Excerpted passage ->
Orlando Airport Eases Back from Coronavirus Abyss, with Spirit Airlines ‘All In’

June 16, 2020

As aircraft handlers hustled beneath a Spirit jet at Orlando International Airport a few days ago, the bright yellow plane’s bulbous nose resembled sunrise.

To hear from Spirit and airport executives, aviation employees and passengers, a ray of sunlight has peeked above the horizon after a dark pandemic night that for a scary time seemed without end.

“We just didn’t know what we were looking at," said John Kirby, Spirit vice president for network planning. "There was no demand and the open question was, ‘Should we even be flying?’”

But the Florida-based Spirit Airlines has jumped ahead of competitors, at least with publicity, announcing at Orlando’s airport that a surge underway now and several more in coming weeks will send scores of parked aircraft back into service.

Spirit anticipates that July, when Disney World reopens, will echo the not-so-distant days of hustle and bustle at Orlando International Airport as the airline makes a turnaround that executives described as sooner and more rapid than expected.

Orlando airport director Phil Brown cautioned that “every airline is different.”

The low-fare airlines such as Spirit, serving tourists and travelers visiting family and friends, historically have been more agile with economic changes, Brown said.

“Spirit made the first announcement of adding flights back and others are probably going to be a little more cautious,” Brown said, referring to the legacy airlines and their need to fill first and business-class seats and draw corporate travelers.

The nation’s air travel bottomed out April 14, when the combined number of TSA security screenings was 87,534 at all checkpoints in the U.S., a figure down from 2.2 million on the same day last year.

At Orlando International Airport alone, TSA had screened an average nearly 70,000 passengers daily before the pandemic, when the airport ranked as the nation’s 10th-busiest with more than 50 million passengers annually.

Listed entries ->
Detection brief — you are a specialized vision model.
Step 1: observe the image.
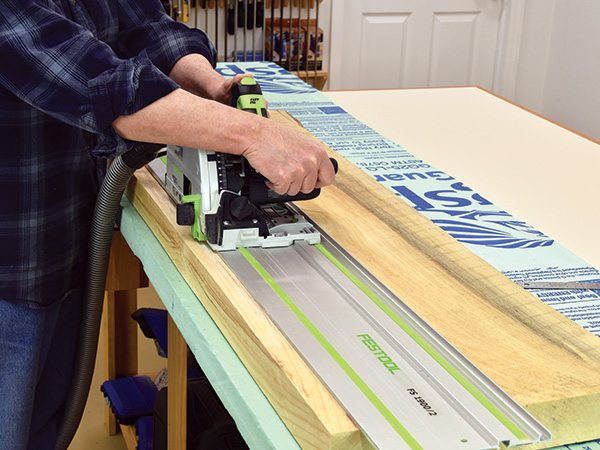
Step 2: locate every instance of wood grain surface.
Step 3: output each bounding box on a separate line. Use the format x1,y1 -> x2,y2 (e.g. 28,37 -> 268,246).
127,111 -> 600,450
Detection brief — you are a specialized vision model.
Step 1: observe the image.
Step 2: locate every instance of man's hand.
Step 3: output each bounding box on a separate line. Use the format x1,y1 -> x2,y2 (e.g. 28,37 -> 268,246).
113,54 -> 335,195
242,118 -> 335,196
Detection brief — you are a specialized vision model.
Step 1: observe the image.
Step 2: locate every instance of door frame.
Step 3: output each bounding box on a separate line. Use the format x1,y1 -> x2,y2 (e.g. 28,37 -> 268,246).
328,0 -> 526,93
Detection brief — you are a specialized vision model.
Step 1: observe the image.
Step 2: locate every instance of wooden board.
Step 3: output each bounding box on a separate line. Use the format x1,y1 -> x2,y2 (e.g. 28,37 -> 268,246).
127,111 -> 600,450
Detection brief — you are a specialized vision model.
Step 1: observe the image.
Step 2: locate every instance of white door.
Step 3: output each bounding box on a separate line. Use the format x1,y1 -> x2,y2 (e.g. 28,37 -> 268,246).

Task A ->
For each statement, say yes or no according to the article on Orlando airport's recovery, and quote the words from the article that decide it. (i) Spirit expects July to resemble the busy days the airport saw before the pandemic. (ii) Phil Brown said all airlines will respond in the same way. (iii) On April 14, TSA screenings across the U.S. totaled 87,534.
Task B ->
Write the next few paragraphs of the article on Orlando airport's recovery, starting after its final sentence.
Nothing in the records has any bearing on the work here.

Your response A ->
(i) Yes: "Spirit anticipates that July, when Disney World reopens, will echo the not-so-distant days of hustle and bustle at Orlando International Airport"
(ii) No: "Orlando airport director Phil Brown cautioned that “every airline is different.”"
(iii) Yes: "the combined number of TSA security screenings was 87,534 at all checkpoints in the U.S."

Your response B ->
On Friday, the airport was expecting to host nearly 13,000 passengers outbound compared with 75,162 on the same day last year. The airport had counted nearly 1,000 takeoffs and landings each day prior to the pandemic. About 350 were scheduled for Friday, a day in which Orlando International Airport had no international flights.

By early May, air travel had “fallen off a cliff,” Kirby said, and Spirit had rapidly shut down service, reducing flights to an average of five daily departures from Orlando, down from more than 60 daily.

But, toward the middle of May, the airline saw signals, largely through internal metrics from its reservation system and advanced bookings, of an uptick.

“We started to see demand pick up albeit in a very small way," Kirby said. “Up until then, there really wasn’t any evidence that there should be any capacity at all. It was that severe of a drop-off.”

It was enough evidence; Spirit soon was formulating “going all in in putting a significant amount of service back in place,” Kirby said.

More than 30 airlines operate at Orlando International Airport, including the big, three legacy carriers, American, Delta and United, and the biggest low-fare carriers, Southwest, JetBlue, Frontier and Spirit.

Based on scheduled seats in June, Southwest is the busiest, followed in order by Frontier, American, Spirit, JetBlue, Delta and United.

Frontier and Spirit stand apart in that both have made big bets on Orlando.

Frontier is based in Denver, the airline’s busiest location. Spirit is based near Fort Lauderdale, which is that airline’s busiest hub. Second-busiest for both carriers is Orlando International.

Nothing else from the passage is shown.